--- READING PASSAGE Enclosed Below ---

Vrindavan, 2017.08.03 (VT): Maan Devi, aged 60, didn’t have a bathroom at home. So at four o’clock in the morning she headed out towards the fields, as she did every day, to ease the call of nature. Little did she know just down the road, the braid of one of the household’s ladies had been mysteriously cut off during the night.
The villagers suspected witchcraft, and unluckily for Maan Devi, she was the first person they saw when they looked outside.
“It’s a witch! A witch!” they screamed, and the people of the neighborhood, already tense from what they felt to be an onslaught from supernatural forces, came with sticks and beat the elderly woman to death.
The incident happened near Agra, about 60 kilometers from Mathura. But the recent incidents of “mysterious” braid cutting stretch from Delhi through Haryana and Rajasthan, to Western U.P., including Braj Mandal. Ladies in Nandgaon, Barsana, Kosi, Mathura and other small villages have reported their hair being cut off under mysterious conditions.
First come the headaches. Then the woman falls unconscious. When she wakes up, her braid is lying next to her, cut off. This is one common scenario described by the victims. Some say their braids were cut off in a closed house with nobody else around, while others had their braids fall off while walking in broad daylight.
The mysterious circumstances allgedly surrounding these incidents have led villagers to believe witches or black-magic makers are behind the mischief. But history offers other explanations.
Sociology and psychology have documented a concept called “mass hysteria”, also known as collective obsessional behavior. It is a phenomenon wherein the collective illusion of a threat – which may or may not be true – is transmitted through the population through rumors and fear.
Indians may recall the 2001 incident of the “Monkey Man of Delhi”. An older example of mass hysteria is the case of the Halifax Slasher of 1938. In Halifax, England, people reported being attacked by a mysterious man holding a gigantic hammer, with “bright buckles on his shoes”. Some reported being slashed by the man with a knife or a razor blade.

--- End of Enclosed READING PASSAGE ---
--- SOURCE MATERIAL Enclosed Below ---

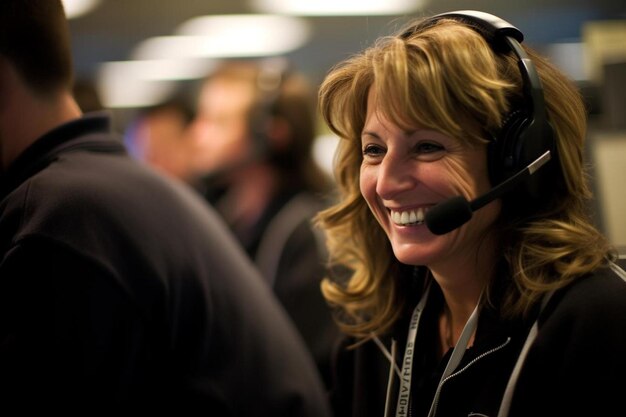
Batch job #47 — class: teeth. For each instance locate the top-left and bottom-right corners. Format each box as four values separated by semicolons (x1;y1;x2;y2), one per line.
391;207;426;226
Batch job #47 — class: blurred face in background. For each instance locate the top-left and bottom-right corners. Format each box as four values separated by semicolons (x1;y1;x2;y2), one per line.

--- End of Enclosed SOURCE MATERIAL ---

### TASK SET
**a)** In the braid-cutting article, recast the paragraph beginning "First come the headaches" as a short bulleted list that keeps its main facts.
**b)** Carry on the article about the braid cutting from where it stops.

### ANSWERS FOR THE TASKS
**a)**
- A common account from victims: headaches come first, then the woman falls unconscious, and when she wakes her cut-off braid is lying next to her.
- Some say their braids were cut off in a closed house with nobody else around.
- Others say their braids fell off while they were walking in broad daylight.

**b)**
The panic continued for about two weeks, until one of the alleged victims admitted having inflicted the injuries upon himself to get attention. Others then admitted having done the same. At last, five people were charged with public mischief offenses, four of whom went to prison for their crimes.
Another strange example is the Dancing Plague of 1518 in the then-Holy Roman Empire. In this incident, about four hundred people began dancing for days on end without rest, some of whom eventually died from heart attacks, exhaustion or stroke. It is believed this incident of mass hysteria may have been caused by a type of fungus which has psychoactive qualities. Historian John Waller has speculated that the dancing plague was the product of “stress-induced psychosis” , since the area was very poor and the residents, who were already superstitious, faced starvation and disease.
Whether or not supernatural forces exist, there are certainly a number of more down-to-earth explanations for the braid-cutting phenomenon. Some have suggested that antisocial elements are purposely creating a panic by drugging women and cutting their hair, while many of the incidents are almost certainly faked or mere rumors.
Whatever the case may be, the matter is becoming grave as allegations of “mysterious braid cutting” continue to increase in the area, with some 20-odd incidents reported in Mathura alone.